* [Instructions for the task]:
Using the entries below, return word for word the lines from the one containing "Can you find the concrete" up to and including the last.

* START Data section *

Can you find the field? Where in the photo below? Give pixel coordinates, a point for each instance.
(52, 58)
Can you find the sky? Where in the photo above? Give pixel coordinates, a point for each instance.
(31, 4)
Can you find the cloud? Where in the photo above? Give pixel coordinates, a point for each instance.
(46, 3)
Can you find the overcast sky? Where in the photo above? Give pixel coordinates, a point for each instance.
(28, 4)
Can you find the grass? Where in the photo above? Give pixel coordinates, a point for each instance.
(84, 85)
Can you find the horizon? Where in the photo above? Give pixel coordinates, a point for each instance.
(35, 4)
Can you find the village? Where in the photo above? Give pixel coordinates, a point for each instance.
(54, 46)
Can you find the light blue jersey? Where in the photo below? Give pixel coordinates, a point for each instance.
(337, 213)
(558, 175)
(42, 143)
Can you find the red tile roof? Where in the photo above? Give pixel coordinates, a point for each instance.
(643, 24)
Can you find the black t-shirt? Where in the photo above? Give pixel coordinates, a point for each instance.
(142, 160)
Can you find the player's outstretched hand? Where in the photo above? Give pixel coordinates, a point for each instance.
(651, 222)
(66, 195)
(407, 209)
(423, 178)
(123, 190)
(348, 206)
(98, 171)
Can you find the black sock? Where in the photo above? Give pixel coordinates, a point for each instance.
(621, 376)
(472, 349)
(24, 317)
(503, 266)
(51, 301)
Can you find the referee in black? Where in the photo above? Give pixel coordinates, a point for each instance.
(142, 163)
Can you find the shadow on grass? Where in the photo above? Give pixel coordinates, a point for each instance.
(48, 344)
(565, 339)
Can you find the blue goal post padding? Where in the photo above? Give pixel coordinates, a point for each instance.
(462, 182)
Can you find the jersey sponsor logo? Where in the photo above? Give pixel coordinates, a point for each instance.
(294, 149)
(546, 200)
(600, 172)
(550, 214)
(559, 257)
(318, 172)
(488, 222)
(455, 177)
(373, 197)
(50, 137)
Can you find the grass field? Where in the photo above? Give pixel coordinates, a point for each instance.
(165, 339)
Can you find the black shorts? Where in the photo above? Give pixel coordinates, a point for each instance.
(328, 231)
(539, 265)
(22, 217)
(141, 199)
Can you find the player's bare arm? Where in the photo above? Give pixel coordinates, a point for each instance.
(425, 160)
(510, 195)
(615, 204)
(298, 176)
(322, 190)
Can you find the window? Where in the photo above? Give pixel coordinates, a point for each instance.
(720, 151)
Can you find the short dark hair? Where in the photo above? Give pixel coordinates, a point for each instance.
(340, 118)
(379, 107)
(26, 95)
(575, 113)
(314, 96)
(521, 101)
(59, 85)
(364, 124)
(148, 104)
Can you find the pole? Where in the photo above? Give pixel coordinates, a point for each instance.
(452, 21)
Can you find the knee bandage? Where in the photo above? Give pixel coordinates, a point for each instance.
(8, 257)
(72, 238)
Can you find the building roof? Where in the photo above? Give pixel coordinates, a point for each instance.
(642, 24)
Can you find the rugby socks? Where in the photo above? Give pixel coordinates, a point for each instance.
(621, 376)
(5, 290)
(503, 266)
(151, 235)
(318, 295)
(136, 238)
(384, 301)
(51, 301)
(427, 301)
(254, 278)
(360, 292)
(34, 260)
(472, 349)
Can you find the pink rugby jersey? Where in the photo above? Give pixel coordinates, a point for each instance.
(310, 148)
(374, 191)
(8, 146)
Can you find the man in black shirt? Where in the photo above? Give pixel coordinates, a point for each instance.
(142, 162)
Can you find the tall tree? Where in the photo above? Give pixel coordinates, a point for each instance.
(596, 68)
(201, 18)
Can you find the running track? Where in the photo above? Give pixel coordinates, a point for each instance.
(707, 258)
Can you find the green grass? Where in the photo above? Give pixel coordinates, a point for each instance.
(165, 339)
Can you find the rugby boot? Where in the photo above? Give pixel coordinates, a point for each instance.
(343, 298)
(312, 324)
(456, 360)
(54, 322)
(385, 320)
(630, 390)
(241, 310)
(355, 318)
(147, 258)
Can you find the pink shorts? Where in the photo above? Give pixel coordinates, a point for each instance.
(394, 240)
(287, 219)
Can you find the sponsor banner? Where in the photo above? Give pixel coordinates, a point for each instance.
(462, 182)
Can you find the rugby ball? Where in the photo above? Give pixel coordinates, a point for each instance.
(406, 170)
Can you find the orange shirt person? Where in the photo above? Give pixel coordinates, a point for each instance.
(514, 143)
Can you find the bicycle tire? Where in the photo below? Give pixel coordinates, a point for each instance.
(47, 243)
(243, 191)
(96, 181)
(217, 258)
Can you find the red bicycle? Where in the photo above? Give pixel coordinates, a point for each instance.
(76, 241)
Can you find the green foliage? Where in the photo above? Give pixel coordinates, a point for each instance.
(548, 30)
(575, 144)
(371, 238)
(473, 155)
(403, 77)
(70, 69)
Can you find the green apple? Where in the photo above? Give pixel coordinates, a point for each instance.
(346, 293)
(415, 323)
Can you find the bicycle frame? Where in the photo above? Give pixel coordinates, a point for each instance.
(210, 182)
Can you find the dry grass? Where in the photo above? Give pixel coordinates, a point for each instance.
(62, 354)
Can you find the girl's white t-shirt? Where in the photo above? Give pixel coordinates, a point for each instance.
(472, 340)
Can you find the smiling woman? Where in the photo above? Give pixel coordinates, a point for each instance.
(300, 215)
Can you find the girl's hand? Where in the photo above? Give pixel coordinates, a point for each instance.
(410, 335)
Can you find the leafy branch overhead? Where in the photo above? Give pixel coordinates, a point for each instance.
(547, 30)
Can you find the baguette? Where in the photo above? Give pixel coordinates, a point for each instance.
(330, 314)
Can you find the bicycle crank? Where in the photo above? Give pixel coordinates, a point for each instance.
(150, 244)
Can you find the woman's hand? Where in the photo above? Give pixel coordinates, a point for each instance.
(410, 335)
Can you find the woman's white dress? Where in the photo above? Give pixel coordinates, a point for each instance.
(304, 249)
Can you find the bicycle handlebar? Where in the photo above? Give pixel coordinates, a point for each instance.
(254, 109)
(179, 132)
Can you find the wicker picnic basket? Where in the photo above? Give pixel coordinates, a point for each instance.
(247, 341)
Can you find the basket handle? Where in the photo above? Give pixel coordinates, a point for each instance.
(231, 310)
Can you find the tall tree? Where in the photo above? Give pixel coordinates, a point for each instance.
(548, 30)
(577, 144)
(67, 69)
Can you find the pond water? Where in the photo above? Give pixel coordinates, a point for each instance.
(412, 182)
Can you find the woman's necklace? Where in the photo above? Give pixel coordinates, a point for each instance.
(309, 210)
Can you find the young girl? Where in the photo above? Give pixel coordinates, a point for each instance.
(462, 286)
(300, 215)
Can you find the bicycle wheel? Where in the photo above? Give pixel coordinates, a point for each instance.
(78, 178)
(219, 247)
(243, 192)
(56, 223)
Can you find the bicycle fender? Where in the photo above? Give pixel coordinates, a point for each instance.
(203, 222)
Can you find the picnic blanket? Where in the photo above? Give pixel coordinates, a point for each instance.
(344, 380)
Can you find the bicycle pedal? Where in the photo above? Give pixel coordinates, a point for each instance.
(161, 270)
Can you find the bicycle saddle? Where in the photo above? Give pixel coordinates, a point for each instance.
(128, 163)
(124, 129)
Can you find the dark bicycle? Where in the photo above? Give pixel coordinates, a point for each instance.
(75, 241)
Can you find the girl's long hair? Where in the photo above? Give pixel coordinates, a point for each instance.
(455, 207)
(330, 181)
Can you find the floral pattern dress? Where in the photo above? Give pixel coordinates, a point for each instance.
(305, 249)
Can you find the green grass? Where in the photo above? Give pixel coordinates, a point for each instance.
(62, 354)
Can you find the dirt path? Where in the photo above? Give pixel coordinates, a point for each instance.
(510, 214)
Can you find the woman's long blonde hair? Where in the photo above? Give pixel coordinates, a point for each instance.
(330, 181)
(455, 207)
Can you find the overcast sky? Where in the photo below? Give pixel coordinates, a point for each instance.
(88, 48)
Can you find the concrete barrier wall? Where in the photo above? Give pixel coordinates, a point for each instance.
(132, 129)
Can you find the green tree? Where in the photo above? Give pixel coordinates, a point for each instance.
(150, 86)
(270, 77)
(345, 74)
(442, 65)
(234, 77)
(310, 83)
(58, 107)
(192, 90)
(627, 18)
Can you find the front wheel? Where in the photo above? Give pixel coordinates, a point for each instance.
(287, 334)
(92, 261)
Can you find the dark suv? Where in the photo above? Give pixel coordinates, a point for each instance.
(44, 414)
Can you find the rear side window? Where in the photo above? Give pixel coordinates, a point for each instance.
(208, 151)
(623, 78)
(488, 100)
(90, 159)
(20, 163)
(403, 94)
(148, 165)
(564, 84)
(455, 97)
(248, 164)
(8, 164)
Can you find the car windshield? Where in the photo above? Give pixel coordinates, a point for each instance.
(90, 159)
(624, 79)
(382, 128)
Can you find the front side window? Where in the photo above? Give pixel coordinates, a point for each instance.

* END Data section *

* [Complete answer]:
Can you find the concrete barrier wall? Where in the photo above? Give pixel coordinates, a point for each instance.
(132, 129)
Can you find the green tree? Where in the photo above? Give pixel coordinates, a point for each instance.
(150, 86)
(270, 77)
(345, 74)
(442, 65)
(234, 77)
(310, 83)
(58, 107)
(192, 90)
(627, 18)
Can you find the front wheel? Where in the photo above? Give pixel coordinates, a point for each instance.
(287, 334)
(92, 261)
Can you find the dark suv? Where in the photo above? Give pixel coordinates, a point for each instance.
(44, 414)
Can you find the rear side window? Where in the photo above? Give pixel coordinates, a point for each instance.
(208, 151)
(623, 78)
(488, 100)
(90, 159)
(20, 163)
(403, 94)
(148, 165)
(564, 84)
(455, 97)
(248, 164)
(8, 164)
Can you find the car windshield? Where in the photo above? Give pixel coordinates, a point for each instance.
(90, 159)
(624, 79)
(382, 128)
Can you find the front side window? Where in the photo above? Give pixel coordinates, a point for each instance.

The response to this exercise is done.